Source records
=====
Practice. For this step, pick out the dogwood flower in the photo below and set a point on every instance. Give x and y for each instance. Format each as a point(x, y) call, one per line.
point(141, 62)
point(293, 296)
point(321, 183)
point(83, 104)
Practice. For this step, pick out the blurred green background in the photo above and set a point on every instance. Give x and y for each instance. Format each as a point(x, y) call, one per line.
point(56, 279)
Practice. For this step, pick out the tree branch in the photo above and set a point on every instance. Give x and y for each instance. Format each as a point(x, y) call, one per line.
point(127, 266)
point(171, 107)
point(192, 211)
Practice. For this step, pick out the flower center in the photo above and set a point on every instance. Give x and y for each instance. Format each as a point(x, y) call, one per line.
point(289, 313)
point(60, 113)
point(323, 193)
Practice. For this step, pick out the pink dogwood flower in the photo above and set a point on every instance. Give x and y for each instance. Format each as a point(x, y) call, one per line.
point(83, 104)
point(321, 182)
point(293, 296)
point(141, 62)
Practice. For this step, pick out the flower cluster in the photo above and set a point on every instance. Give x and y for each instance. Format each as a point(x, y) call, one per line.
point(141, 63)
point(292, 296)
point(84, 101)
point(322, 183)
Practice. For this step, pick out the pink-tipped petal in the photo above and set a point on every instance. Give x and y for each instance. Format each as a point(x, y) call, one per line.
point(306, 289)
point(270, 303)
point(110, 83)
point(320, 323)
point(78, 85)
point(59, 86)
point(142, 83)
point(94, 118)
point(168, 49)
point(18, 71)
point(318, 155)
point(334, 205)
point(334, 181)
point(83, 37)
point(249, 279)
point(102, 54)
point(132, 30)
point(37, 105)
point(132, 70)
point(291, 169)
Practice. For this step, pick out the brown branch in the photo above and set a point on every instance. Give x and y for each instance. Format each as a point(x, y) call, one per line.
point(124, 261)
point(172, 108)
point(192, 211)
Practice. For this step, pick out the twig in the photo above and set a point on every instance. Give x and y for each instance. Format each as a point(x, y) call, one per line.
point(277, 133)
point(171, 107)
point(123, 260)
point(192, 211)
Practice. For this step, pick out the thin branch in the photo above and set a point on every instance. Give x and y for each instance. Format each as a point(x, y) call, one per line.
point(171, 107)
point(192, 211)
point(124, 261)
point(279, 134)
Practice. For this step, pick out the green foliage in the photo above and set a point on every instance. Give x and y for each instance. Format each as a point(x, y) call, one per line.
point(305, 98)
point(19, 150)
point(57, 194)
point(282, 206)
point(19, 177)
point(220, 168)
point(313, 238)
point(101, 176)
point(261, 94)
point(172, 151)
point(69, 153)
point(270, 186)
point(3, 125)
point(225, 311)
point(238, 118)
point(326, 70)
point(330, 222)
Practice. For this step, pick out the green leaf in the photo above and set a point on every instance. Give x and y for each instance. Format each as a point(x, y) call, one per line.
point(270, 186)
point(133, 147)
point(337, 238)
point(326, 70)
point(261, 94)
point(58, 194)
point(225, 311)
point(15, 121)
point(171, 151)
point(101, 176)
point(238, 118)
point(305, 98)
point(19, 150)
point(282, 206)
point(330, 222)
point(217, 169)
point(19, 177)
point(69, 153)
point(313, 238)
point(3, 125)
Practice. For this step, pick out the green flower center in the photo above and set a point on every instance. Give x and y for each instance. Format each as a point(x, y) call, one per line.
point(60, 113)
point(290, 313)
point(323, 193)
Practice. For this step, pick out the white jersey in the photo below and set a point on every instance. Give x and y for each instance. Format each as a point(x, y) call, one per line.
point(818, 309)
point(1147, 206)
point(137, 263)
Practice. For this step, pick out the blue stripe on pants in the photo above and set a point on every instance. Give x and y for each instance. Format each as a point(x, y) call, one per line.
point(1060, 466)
=====
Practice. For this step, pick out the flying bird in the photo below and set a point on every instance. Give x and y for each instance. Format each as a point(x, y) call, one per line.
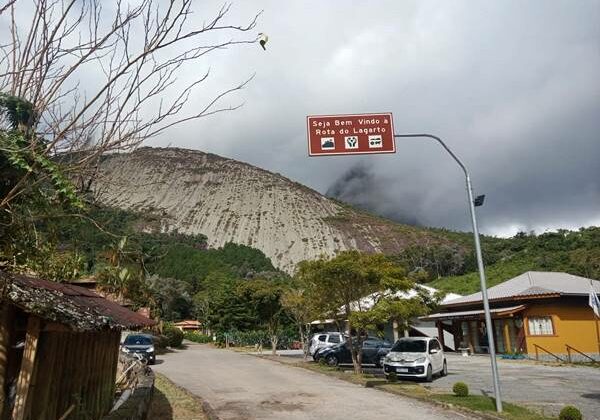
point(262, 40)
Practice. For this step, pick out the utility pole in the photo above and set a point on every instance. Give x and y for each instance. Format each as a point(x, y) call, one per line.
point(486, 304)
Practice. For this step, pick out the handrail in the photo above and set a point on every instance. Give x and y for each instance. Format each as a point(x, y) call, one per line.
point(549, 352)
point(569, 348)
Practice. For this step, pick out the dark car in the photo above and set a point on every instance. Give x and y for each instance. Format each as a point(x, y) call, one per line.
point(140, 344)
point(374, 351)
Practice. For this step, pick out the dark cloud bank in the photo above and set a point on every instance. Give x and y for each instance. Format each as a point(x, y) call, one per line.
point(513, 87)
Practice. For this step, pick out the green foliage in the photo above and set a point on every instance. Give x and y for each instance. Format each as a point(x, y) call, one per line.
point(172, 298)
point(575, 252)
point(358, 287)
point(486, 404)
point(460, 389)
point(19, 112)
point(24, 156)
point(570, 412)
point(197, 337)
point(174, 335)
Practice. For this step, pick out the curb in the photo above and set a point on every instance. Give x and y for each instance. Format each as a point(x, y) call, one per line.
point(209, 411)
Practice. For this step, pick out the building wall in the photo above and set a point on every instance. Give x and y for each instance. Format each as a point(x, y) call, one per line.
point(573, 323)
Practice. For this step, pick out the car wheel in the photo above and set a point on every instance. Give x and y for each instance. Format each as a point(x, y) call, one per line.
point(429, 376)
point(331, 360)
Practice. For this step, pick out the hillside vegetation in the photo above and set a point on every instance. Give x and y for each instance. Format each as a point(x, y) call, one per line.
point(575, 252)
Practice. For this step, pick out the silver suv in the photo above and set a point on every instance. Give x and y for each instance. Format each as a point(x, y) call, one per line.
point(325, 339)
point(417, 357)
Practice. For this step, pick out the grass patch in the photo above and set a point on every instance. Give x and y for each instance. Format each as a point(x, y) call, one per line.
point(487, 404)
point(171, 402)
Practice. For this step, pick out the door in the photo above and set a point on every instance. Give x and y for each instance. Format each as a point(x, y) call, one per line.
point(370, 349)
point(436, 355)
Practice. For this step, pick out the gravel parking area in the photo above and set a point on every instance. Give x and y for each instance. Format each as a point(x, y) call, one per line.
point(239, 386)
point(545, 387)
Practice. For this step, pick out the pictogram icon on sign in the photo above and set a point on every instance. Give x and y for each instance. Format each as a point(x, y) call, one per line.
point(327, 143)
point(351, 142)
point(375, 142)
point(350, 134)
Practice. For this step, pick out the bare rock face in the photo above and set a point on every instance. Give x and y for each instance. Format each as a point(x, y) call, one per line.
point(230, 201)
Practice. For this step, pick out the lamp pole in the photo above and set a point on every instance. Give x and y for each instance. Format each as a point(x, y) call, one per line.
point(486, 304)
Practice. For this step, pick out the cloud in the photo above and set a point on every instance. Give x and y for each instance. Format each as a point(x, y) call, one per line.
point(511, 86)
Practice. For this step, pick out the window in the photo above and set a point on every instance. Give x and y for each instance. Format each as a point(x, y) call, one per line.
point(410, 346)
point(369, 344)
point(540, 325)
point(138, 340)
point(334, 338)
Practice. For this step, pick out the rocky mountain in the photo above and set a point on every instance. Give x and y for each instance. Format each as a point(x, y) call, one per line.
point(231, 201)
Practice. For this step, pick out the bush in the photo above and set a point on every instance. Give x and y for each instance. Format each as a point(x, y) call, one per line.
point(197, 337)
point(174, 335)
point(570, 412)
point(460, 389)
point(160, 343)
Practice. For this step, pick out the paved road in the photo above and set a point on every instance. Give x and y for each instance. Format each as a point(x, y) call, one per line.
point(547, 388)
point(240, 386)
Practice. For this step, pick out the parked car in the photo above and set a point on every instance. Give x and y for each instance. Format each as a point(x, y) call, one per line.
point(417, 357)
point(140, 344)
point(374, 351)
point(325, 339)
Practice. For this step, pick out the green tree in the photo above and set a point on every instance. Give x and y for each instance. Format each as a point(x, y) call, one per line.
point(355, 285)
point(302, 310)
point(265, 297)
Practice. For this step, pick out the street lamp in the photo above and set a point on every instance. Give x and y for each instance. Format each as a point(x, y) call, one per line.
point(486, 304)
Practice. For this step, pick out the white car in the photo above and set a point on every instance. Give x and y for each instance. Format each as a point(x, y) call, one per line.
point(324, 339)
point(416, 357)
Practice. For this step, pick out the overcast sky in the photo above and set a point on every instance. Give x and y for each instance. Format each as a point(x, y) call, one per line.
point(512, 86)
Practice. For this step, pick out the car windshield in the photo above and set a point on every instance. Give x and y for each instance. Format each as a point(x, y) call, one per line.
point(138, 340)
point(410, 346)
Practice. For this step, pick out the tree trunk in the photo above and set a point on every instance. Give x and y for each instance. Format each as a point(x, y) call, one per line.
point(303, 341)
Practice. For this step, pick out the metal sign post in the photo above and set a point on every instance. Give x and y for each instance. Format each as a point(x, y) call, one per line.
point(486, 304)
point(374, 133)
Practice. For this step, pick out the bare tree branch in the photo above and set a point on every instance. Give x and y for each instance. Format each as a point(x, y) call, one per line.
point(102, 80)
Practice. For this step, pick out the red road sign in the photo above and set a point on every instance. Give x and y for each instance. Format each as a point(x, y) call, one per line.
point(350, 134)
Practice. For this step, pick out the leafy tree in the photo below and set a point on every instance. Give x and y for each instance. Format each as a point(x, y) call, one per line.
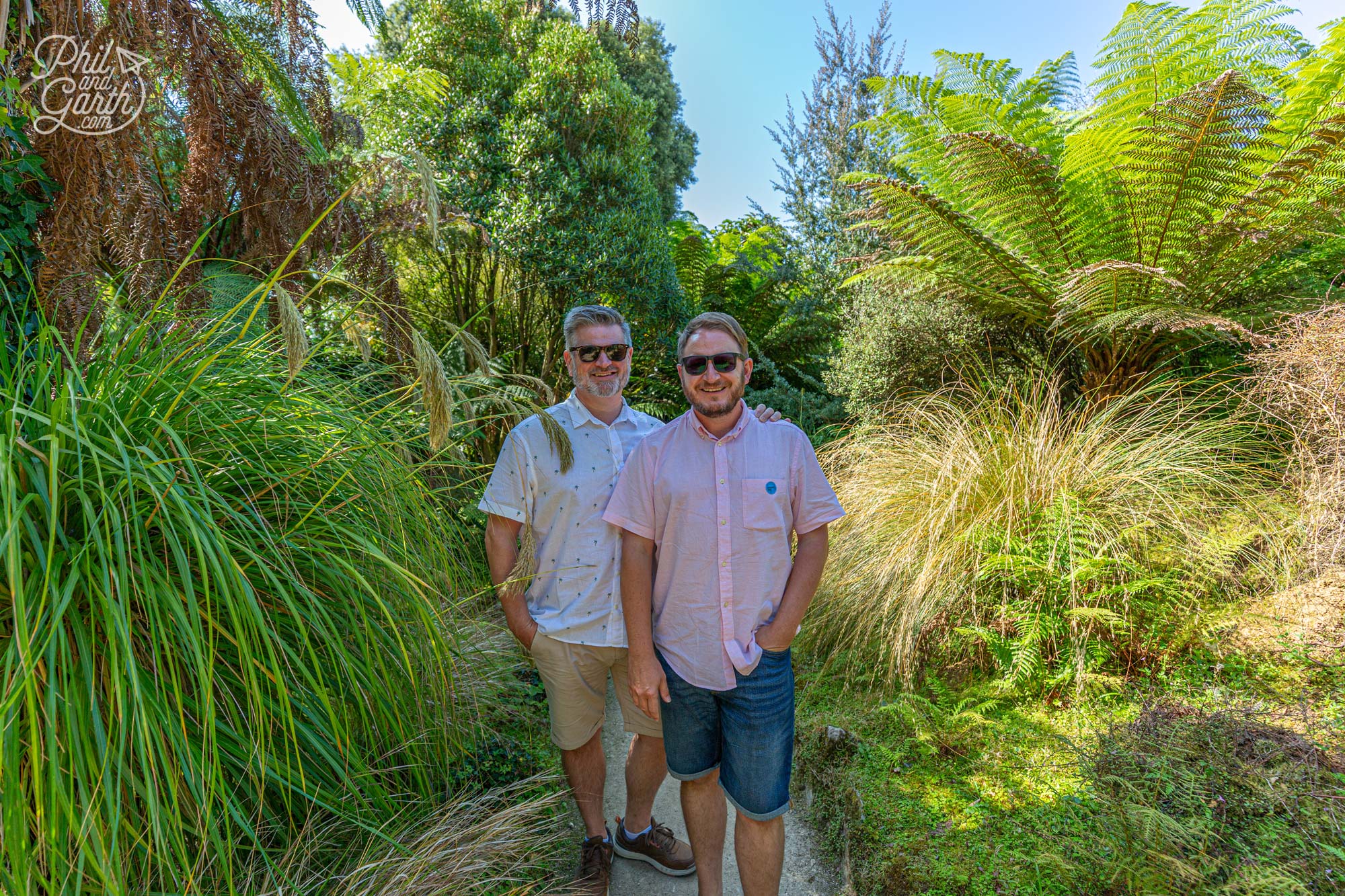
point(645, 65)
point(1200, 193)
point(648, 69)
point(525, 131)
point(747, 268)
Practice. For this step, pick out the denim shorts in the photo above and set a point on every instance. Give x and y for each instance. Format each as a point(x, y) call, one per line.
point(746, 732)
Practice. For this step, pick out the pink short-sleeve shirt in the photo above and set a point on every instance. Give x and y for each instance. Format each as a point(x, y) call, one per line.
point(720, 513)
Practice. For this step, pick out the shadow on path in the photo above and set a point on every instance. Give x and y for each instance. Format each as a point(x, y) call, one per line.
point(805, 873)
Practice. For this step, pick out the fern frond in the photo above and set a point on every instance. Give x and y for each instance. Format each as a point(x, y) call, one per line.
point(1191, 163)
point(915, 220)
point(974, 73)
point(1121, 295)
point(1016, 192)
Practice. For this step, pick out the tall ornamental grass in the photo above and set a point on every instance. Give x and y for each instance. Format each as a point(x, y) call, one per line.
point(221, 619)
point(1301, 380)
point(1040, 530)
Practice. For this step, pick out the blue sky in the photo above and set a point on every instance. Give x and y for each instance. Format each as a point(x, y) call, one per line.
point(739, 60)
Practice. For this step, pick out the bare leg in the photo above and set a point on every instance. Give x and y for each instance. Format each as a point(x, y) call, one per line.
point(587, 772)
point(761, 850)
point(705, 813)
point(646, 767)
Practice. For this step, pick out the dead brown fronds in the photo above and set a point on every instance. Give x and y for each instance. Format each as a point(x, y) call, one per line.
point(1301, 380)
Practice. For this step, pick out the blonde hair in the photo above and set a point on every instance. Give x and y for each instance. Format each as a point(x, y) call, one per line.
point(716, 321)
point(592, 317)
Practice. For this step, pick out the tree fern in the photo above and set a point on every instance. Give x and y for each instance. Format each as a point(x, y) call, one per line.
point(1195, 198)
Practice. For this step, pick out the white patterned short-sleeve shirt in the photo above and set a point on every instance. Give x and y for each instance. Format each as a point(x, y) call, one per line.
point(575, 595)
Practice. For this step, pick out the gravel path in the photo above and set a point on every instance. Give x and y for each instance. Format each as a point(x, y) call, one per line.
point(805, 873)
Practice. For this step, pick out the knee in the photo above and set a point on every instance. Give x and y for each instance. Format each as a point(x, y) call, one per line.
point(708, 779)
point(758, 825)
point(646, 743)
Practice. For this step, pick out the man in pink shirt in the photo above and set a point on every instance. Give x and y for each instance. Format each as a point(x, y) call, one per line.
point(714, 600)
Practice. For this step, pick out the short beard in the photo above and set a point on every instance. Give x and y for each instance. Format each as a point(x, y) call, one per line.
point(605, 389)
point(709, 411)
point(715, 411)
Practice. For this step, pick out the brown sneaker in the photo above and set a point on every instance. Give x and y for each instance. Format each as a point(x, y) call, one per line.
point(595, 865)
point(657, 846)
=====
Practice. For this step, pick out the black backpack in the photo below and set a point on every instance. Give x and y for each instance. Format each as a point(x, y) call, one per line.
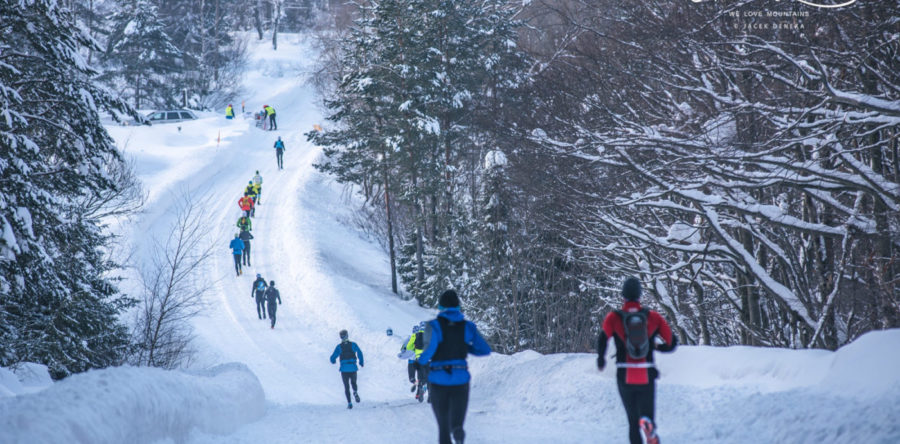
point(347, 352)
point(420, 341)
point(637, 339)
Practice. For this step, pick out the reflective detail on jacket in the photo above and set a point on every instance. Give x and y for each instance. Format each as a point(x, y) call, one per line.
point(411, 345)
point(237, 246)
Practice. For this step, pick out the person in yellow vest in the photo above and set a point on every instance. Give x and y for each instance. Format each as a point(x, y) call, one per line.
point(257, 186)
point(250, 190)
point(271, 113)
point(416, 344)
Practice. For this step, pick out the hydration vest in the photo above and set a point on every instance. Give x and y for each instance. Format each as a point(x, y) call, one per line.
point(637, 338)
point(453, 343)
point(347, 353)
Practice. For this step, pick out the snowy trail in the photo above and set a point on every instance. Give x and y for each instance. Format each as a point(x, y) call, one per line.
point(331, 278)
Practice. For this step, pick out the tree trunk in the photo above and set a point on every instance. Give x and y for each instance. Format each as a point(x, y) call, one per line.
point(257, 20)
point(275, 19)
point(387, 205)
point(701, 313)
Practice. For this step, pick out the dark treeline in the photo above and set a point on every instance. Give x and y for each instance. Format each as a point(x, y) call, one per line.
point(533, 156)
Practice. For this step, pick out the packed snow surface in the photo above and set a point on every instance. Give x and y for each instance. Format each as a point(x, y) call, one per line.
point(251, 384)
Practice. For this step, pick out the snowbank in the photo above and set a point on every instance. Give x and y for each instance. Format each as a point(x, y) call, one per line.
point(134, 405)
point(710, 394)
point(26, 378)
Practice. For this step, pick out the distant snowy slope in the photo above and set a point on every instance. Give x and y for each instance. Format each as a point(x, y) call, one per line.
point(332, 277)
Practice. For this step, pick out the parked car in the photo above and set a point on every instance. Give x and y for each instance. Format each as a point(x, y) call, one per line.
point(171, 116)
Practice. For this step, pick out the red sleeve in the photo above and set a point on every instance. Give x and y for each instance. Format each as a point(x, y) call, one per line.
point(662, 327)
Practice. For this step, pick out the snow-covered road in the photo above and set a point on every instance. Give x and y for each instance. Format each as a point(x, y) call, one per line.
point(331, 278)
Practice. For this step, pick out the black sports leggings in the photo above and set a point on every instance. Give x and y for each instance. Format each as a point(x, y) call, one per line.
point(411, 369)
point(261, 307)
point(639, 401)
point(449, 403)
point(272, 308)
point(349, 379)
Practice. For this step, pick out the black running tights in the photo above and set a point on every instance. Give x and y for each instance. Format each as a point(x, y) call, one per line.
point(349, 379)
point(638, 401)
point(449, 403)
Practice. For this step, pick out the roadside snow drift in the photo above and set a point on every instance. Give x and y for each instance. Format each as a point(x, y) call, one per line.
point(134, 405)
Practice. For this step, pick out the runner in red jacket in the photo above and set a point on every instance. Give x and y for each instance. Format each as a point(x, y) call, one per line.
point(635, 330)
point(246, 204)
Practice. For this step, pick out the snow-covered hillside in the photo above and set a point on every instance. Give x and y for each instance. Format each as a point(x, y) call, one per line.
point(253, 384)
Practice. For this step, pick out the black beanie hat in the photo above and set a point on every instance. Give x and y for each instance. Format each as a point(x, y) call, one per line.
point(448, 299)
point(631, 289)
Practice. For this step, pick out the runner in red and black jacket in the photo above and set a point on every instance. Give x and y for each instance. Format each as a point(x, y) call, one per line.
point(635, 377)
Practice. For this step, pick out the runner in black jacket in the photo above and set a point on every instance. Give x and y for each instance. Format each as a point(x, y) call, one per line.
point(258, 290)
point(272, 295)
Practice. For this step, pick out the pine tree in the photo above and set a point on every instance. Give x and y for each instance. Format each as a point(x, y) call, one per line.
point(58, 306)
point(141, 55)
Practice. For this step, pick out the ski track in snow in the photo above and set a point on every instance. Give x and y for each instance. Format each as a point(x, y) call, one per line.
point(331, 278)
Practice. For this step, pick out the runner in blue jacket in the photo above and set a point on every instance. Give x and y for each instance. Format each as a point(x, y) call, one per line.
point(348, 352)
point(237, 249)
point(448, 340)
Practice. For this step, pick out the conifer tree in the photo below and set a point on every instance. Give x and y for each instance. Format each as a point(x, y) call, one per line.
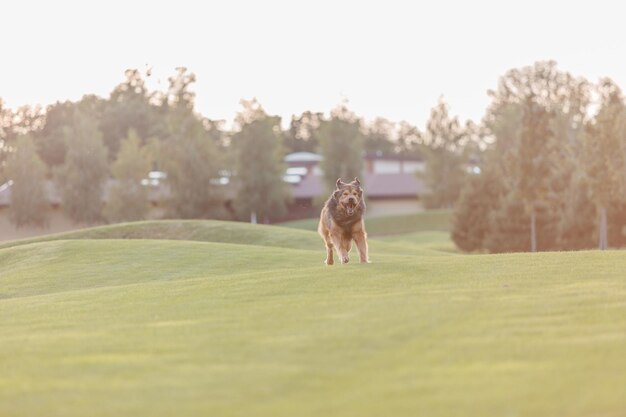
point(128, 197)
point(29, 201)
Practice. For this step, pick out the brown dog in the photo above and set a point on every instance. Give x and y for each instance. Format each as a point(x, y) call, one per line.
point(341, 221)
=====
> **TASK DESCRIPTION**: Rewrite every line from the one containing "Practice. For this step, pick out the flower center" down to the one containing "point(279, 134)", both included and requests kept in place, adding -37 to every x and y coordinate in the answers.

> **FINISHED EXERCISE**:
Practice. For this step, pick out the flower center in the photo above and set a point on every instance. Give x and y for each instance. Format each as a point(x, y) call, one per line.
point(252, 276)
point(23, 76)
point(286, 156)
Practice. For this step, pick out the pink dogwood flower in the photo above and set a point on every instance. Give x and y for each instance. Format each as a point(x, y) call, one per line.
point(46, 67)
point(284, 145)
point(256, 259)
point(104, 25)
Practice. For this step, pick out the flower cluster in the photo above and set a point on every instance. Give x and y for each instance. Format each as a point(x, y) call, one per line.
point(104, 26)
point(255, 259)
point(47, 64)
point(285, 146)
Practice. For this step, pick out the pink-tipped petal in the photo above and set a point on every instance. Give x and y for each instance. Format each as a point(x, y) call, one per line.
point(269, 252)
point(233, 266)
point(73, 46)
point(283, 286)
point(41, 48)
point(22, 49)
point(105, 46)
point(57, 81)
point(131, 12)
point(-19, 34)
point(281, 118)
point(297, 168)
point(297, 144)
point(46, 0)
point(212, 242)
point(65, 17)
point(95, -7)
point(0, 68)
point(95, 33)
point(254, 132)
Practice. For this step, pick out the brown branch in the photo above and set a point on every instance. Give x and y for each instance. Format each as a point(x, y) call, one per line.
point(87, 224)
point(135, 71)
point(155, 174)
Practice. For this step, pick out the twig in the photo above and set a point on every instance. Give x and y for each instance. Format each as a point(x, y) call, one per line.
point(240, 96)
point(134, 70)
point(86, 223)
point(155, 174)
Practice. For this step, pick out the thin branch in the photo above and set a point on every instance. Give x and y for each instance. Format each as a point(x, y) call, one per line.
point(134, 70)
point(155, 174)
point(87, 224)
point(242, 97)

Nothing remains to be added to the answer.